REQUISITOS DO EXERCÍCIO:
• a. Segundo a resenha, quantas notas de rodapé o livro tem?
• b. Reescreva a parte da resenha entre "Com quase 300" e "autor em fazê-la.", inclusive, e substitua "pecado" por "defeito".

TRECHO DA PÁGINA:

Com quase 300 notas de rodapé, uma listagem bibliográfica importante e com dezenas de depoimentos e entrevistas de pessoas ligadas à construção da cidade, o livro tem, talvez, um único pecado que provavelmente é fruto da dupla experiência do autor tanto no meio acadêmico quanto político. Não se propõe aqui nenhuma metodologia acadêmica, mas talvez falte ao livro um posicionamento e/ou julgamento mais contundente e claro do autor a respeito da cidade, das suas premissas urbanísticas, e de seus protagonistas, JK inclusive. A sensação que se tem é que o lado político talvez tenha falado mais alto em detrimento de uma crítica e de uma análise histórica e urbana mais pessoal, haja visto a inegável capacidade que teria o autor em fazê-la.

Dados extraídos de uma coleção:
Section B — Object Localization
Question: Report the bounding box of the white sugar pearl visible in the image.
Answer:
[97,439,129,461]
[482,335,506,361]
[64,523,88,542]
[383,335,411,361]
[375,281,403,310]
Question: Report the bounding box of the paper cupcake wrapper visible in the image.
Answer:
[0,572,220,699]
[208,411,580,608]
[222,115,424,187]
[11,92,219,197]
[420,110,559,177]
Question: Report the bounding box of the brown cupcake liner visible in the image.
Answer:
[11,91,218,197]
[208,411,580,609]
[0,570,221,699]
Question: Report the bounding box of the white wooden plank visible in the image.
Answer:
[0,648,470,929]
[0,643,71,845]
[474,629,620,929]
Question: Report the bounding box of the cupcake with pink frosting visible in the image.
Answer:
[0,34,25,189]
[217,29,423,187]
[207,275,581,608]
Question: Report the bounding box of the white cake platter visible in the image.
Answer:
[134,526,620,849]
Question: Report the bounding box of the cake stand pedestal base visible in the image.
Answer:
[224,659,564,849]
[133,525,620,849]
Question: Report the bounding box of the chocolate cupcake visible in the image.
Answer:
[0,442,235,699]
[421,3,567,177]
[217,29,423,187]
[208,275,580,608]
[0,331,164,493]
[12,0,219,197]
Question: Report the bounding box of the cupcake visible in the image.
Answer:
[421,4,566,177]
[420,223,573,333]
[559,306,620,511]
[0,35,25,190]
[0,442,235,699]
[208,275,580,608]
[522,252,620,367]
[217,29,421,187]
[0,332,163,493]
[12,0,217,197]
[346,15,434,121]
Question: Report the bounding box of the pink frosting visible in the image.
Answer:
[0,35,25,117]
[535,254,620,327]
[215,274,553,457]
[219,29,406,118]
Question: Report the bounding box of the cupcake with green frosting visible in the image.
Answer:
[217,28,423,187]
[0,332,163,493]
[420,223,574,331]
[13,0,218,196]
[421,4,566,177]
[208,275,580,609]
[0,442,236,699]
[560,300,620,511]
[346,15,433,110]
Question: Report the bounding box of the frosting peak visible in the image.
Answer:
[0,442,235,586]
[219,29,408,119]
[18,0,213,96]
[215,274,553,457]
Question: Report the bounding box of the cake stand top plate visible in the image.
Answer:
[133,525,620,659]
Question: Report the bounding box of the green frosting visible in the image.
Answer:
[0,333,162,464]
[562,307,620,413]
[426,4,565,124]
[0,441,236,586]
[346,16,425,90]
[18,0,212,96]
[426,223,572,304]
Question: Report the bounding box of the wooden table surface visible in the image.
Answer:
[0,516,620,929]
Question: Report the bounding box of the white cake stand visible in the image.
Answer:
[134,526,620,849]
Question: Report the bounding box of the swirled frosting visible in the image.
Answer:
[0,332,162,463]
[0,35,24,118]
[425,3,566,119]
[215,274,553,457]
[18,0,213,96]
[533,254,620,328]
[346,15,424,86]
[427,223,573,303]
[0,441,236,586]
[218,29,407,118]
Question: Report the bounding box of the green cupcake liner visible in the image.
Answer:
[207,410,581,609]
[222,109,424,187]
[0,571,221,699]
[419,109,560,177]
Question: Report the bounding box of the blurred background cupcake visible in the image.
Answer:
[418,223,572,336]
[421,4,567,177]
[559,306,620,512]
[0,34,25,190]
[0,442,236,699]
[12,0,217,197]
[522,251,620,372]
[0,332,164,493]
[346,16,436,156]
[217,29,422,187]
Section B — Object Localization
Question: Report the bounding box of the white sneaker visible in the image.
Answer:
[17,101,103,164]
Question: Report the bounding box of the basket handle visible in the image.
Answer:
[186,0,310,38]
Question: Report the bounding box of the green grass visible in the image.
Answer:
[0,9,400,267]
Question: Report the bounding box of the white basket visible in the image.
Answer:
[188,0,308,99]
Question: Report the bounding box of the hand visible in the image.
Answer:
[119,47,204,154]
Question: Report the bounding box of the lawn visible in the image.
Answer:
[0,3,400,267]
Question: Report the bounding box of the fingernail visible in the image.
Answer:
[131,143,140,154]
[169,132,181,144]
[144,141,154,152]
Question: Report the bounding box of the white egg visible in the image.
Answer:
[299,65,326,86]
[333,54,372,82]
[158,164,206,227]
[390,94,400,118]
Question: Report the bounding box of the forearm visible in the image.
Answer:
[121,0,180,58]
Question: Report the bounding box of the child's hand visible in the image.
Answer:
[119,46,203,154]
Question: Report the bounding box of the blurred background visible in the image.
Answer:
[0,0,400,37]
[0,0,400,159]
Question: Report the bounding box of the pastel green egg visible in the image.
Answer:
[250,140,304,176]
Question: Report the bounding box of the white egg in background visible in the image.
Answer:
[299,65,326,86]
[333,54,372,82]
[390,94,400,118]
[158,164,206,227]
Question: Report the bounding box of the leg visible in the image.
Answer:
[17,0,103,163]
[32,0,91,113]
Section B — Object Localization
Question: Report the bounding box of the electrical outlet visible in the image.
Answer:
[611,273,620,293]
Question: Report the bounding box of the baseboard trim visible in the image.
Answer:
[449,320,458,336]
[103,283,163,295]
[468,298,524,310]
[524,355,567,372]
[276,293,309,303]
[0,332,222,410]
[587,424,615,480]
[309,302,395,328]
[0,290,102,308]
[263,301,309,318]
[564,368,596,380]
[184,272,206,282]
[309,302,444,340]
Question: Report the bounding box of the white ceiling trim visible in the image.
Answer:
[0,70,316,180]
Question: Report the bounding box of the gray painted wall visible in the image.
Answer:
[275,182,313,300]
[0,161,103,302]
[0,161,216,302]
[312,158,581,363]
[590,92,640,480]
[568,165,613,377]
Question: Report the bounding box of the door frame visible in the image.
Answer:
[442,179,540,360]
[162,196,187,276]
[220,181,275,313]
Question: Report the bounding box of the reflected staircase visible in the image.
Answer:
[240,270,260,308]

SOLUÇÕES DO EXERCÍCIO:
• a. Quase 300 notas de rodapé.

• b.
Com quase 300 notas de rodapé, uma listagem bibliográfica importante e com dezenas de depoimentos e entrevistas de pessoas ligadas à construção da cidade, o livro tem, talvez, um único defeito que provavelmente é fruto da dupla experiência do autor tanto no meio acadêmico quanto político. Não se propõe aqui nenhuma metodologia acadêmica, mas talvez falte ao livro um posicionamento e/ou julgamento mais contundente e claro do autor a respeito da cidade, das suas premissas urbanísticas, e de seus protagonistas, JK inclusive. A sensação que se tem é que o lado político talvez tenha falado mais alto em detrimento de uma crítica e de uma análise histórica e urbana mais pessoal, haja visto a inegável capacidade que teria o autor em fazê-la.